**REQUIRED WORK**
Extend the passage on glaucoma treatment segments and IOP outcomes, picking up right after its final sentence.

SELECTED EXTRACT START

Throughout follow-up, glaucoma patients could be treated with medication, laser, NLS, or a combination of medication and surgery. The following five treatment groups were considered: medication, laser, NLS, laser + medication, and NLS + medication. Medication included the use of prostaglandin analogues, beta blockers, carbonic anhydrase inhibitors, and/or alpha-adrenergic agonists. NLS included trabeculectomy, shunts/tubes, and minimally invasive glaucoma surgery. Subjects, who received a single laser or NLS intervention and/or took the same medication during a period of at least 6 months and had IOP measures before the treatment and 12-months after, were included in our study.

12-Month treatment segments for analysis

A treatment segment was defined as the period of time when a subject was maintained on the same treatment without adding, subtracting, or switching to a different medication or undergoing a second surgery. The first 12 months of any qualified segment were selected for analysis.

Study outcome

IOP information was collected at each clinical visit. The last IOP measured within 3 months prior to treatment initiation was used as the baseline IOP of a treatment segment. One-year change in IOP was the outcome. If a subject did not have IOP measured at exactly the end of 12 months, two IOP measurements immediately before and after the end of one year were used to impute the value by linear interpolation.

SELECTED EXTRACT END
DATA EXTRACTS START

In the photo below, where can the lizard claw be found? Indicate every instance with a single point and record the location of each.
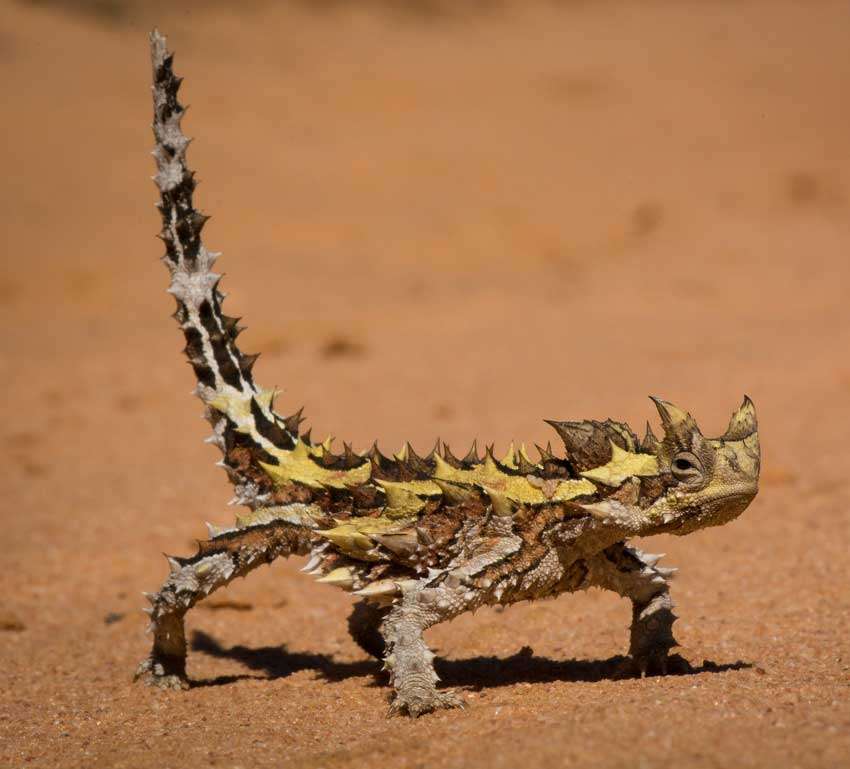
(419, 705)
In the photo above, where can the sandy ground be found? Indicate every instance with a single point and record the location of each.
(436, 223)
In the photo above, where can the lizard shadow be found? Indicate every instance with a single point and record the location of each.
(475, 673)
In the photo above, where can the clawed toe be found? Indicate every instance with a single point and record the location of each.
(418, 706)
(657, 663)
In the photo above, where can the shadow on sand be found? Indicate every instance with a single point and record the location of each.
(475, 673)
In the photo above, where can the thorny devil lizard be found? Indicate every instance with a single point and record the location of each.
(420, 540)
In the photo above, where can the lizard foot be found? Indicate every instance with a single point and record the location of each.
(419, 703)
(656, 662)
(154, 673)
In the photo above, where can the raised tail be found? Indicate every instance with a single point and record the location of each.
(246, 428)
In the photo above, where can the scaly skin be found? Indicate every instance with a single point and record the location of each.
(423, 539)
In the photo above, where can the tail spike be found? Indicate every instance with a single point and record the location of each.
(292, 422)
(247, 362)
(450, 458)
(472, 457)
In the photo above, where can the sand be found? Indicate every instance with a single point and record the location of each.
(435, 222)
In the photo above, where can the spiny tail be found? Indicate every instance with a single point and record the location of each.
(246, 428)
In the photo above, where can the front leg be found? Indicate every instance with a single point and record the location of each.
(634, 575)
(408, 659)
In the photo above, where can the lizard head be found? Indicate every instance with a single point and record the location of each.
(709, 481)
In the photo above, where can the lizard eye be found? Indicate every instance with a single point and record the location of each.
(686, 467)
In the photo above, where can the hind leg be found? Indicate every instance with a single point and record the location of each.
(408, 659)
(218, 562)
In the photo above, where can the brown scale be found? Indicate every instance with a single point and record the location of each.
(529, 523)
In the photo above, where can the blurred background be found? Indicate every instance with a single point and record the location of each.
(447, 218)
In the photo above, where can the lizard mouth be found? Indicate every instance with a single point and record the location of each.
(718, 509)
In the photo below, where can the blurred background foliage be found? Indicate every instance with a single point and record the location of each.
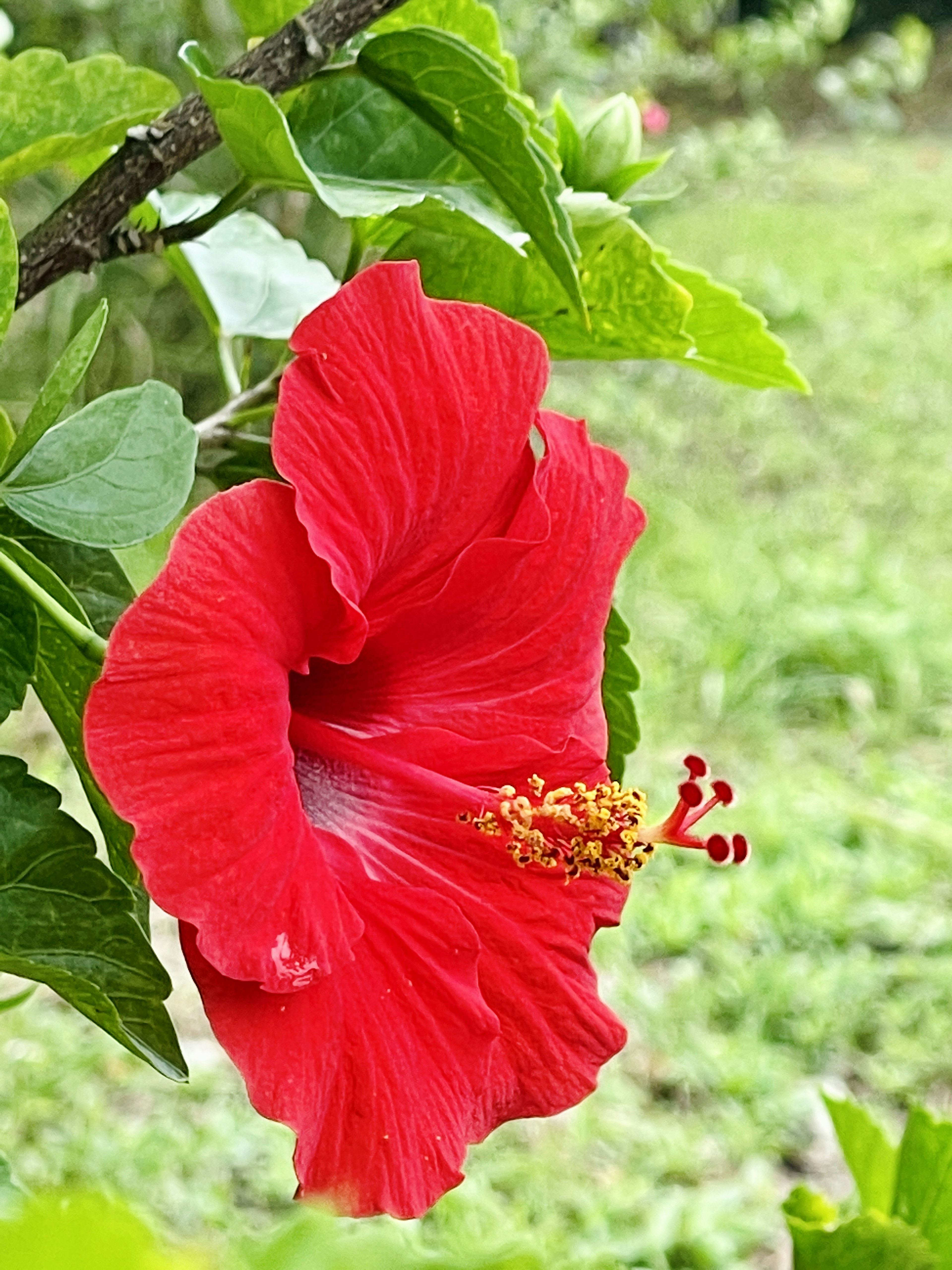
(790, 606)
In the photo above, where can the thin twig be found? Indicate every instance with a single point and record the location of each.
(218, 426)
(87, 230)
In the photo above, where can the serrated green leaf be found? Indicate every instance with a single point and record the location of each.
(870, 1156)
(370, 154)
(924, 1182)
(63, 383)
(68, 921)
(636, 312)
(619, 681)
(94, 576)
(732, 340)
(112, 474)
(9, 268)
(474, 22)
(459, 92)
(63, 680)
(869, 1242)
(20, 639)
(51, 110)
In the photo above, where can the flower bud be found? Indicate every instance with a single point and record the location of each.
(611, 140)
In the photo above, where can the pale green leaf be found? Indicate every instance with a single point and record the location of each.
(370, 154)
(732, 340)
(63, 680)
(63, 383)
(474, 22)
(9, 270)
(459, 92)
(635, 309)
(869, 1242)
(869, 1154)
(619, 681)
(111, 476)
(53, 110)
(924, 1182)
(20, 638)
(68, 921)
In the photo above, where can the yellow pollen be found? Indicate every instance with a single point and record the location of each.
(579, 830)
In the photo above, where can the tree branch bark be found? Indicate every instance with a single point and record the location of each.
(84, 230)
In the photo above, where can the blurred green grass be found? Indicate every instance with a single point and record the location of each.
(790, 606)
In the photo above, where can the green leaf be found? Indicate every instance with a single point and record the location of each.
(20, 639)
(18, 999)
(810, 1207)
(68, 921)
(111, 476)
(732, 340)
(63, 383)
(619, 681)
(249, 280)
(636, 310)
(86, 1232)
(370, 154)
(63, 680)
(924, 1182)
(9, 267)
(266, 17)
(869, 1242)
(94, 577)
(459, 92)
(474, 22)
(869, 1154)
(51, 111)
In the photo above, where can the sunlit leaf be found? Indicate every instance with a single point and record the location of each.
(871, 1157)
(924, 1182)
(51, 110)
(63, 680)
(636, 312)
(461, 93)
(733, 341)
(619, 681)
(371, 154)
(112, 474)
(9, 268)
(20, 639)
(94, 576)
(68, 921)
(63, 383)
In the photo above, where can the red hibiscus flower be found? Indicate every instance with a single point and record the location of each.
(333, 721)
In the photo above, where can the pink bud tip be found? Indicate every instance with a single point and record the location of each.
(696, 766)
(691, 794)
(724, 793)
(719, 849)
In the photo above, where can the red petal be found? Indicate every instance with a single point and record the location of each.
(404, 429)
(515, 641)
(187, 732)
(535, 930)
(379, 1066)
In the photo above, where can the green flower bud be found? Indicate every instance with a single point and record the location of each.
(611, 140)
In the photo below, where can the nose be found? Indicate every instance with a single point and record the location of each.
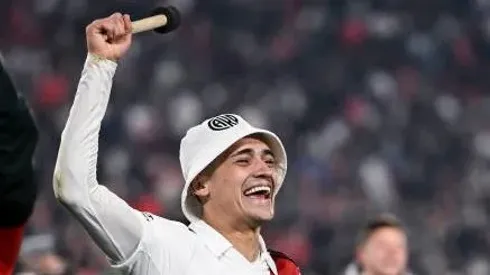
(264, 170)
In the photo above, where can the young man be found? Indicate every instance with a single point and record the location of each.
(18, 138)
(232, 174)
(382, 248)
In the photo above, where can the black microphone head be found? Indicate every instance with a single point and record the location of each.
(173, 18)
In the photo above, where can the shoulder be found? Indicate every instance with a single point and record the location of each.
(163, 229)
(285, 265)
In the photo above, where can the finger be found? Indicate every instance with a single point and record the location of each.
(127, 23)
(119, 25)
(108, 28)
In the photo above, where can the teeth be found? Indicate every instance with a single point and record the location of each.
(252, 190)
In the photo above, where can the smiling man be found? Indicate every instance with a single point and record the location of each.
(232, 174)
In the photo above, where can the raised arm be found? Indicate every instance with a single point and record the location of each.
(110, 221)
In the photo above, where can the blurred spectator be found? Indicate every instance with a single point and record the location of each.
(383, 106)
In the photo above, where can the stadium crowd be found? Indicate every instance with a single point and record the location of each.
(382, 105)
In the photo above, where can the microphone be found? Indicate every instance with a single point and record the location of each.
(162, 20)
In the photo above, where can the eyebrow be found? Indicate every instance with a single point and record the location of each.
(249, 151)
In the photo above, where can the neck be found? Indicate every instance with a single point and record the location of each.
(244, 239)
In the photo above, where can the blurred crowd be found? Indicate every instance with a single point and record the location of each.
(382, 106)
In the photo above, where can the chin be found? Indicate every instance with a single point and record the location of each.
(391, 271)
(260, 218)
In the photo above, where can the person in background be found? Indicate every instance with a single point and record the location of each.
(382, 248)
(18, 139)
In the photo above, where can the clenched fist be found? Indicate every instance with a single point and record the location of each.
(109, 37)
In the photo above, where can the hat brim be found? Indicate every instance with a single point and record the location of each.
(192, 208)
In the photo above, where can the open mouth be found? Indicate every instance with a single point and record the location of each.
(258, 192)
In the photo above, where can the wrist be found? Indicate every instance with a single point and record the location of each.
(96, 58)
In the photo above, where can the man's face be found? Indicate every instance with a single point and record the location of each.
(385, 252)
(241, 184)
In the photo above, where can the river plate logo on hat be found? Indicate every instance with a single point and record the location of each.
(222, 122)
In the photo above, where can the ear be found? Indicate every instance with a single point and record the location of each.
(200, 187)
(360, 255)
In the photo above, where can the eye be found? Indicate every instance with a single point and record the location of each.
(242, 161)
(270, 161)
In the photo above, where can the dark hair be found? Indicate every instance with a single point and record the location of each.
(380, 221)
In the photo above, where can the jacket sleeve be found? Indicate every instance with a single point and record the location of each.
(114, 226)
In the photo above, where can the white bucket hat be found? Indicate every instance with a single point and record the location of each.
(203, 143)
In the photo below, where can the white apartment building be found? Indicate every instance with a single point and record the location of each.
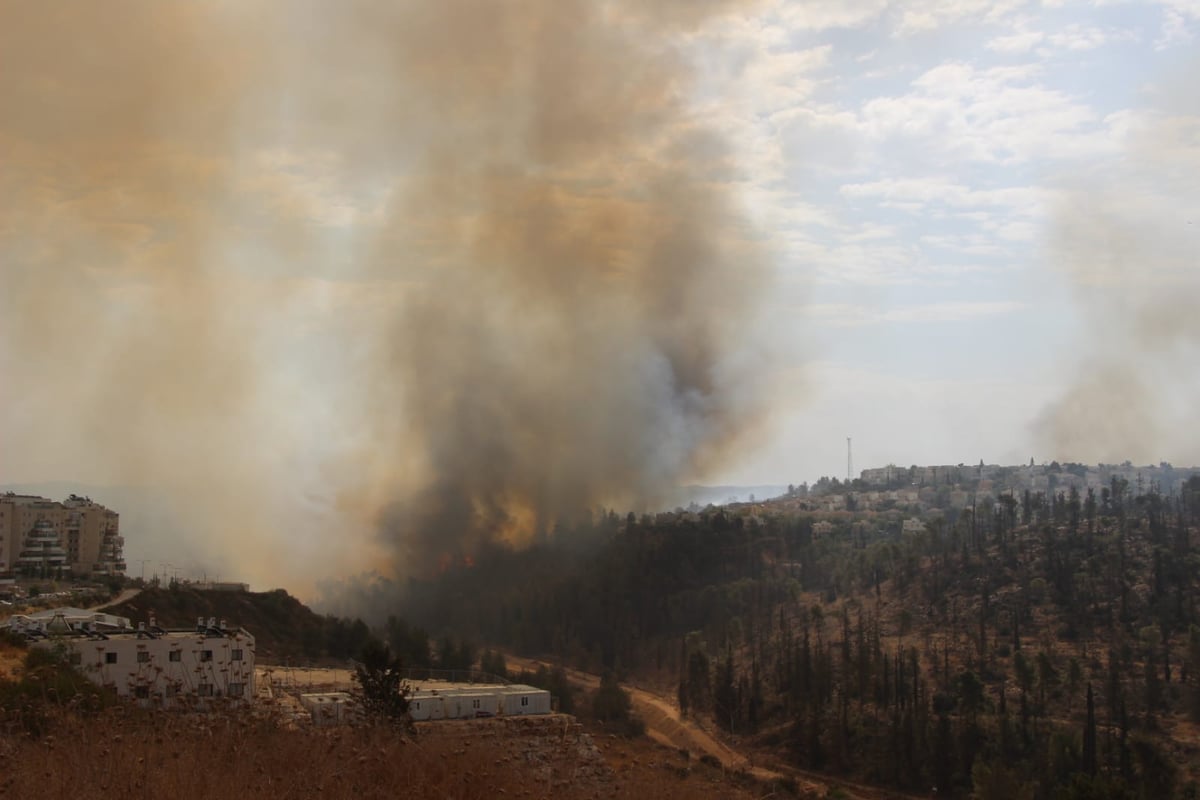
(161, 667)
(41, 536)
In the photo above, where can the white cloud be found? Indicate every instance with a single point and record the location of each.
(852, 316)
(995, 114)
(1019, 42)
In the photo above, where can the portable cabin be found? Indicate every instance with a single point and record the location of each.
(519, 699)
(329, 708)
(474, 704)
(425, 705)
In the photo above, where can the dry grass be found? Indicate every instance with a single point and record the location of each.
(130, 753)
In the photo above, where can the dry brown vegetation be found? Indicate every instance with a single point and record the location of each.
(129, 753)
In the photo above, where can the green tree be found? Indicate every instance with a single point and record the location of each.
(383, 690)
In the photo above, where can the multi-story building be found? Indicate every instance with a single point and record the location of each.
(157, 666)
(33, 529)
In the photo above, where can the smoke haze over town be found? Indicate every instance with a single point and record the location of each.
(342, 281)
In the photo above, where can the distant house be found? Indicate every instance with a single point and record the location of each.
(822, 528)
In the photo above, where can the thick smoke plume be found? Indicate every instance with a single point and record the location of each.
(454, 269)
(1129, 241)
(574, 343)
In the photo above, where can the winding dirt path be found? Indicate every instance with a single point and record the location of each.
(664, 726)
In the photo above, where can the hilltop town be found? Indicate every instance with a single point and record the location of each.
(924, 489)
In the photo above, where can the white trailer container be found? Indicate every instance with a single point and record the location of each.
(468, 704)
(520, 699)
(425, 707)
(330, 708)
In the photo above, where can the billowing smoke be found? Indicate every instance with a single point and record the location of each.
(1129, 240)
(454, 269)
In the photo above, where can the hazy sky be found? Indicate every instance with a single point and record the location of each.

DATA EXTRACTS END

**WRITTEN ANSWER**
Statistical analysis

For continuous variables, the mean and standard deviation (SD) were reported and the analysis of variance (ANOVA) test was used to compare baseline covariates across the five treatment groups. For categorical variables, counts and proportions were reported and the chi-squared test was used to compare covariates across groups.

Generalized boosted model (GBM)[18], a machine learning method, was used to calculate PS weights. Previous studies have shown that machine learning methods generally outperform traditional multinomial logistic models by achieving better balance among treatment groups with regards to baseline characteristics and producing more stable PS weights[19]. This is especially the case when there are more than two treatment groups, as in our study. A detailed description of the PS and GBM methods is provided in the supplementary information.

GBM analysis was performed using the Toolkit for Weighting and Analysis of Nonequivalent Groups (TWANG) R-package[20]. PS weights for treatment assignment were calculated based on each individual’s baseline IOP, age, gender, and ethnicity. To assess the performance of PS weighting in removing selection bias, a balance analysis was then conducted for baseline characteristics before and after the implementation of PS weighting[21]. Treatment effect on the 1-year IOP change before and after PS weighting was estimated with 95% CIs and compared across treatment groups using the ANOVA test.

Given that baseline IOP was unbalanced across treatment groups, a PS-weighted multiple regression model was further built to evaluate the interaction effect of baseline IOP and treatments on the 1-year IOP change. The laser group served as the reference for treatment comparison. The F-test was used to assess whether the interaction effect was significant. The estimated 1-year IOP change was plotted to demonstrate the treatment effect along the range of baseline IOPs. For all analyses, p < 0.05 was considered statistically significant.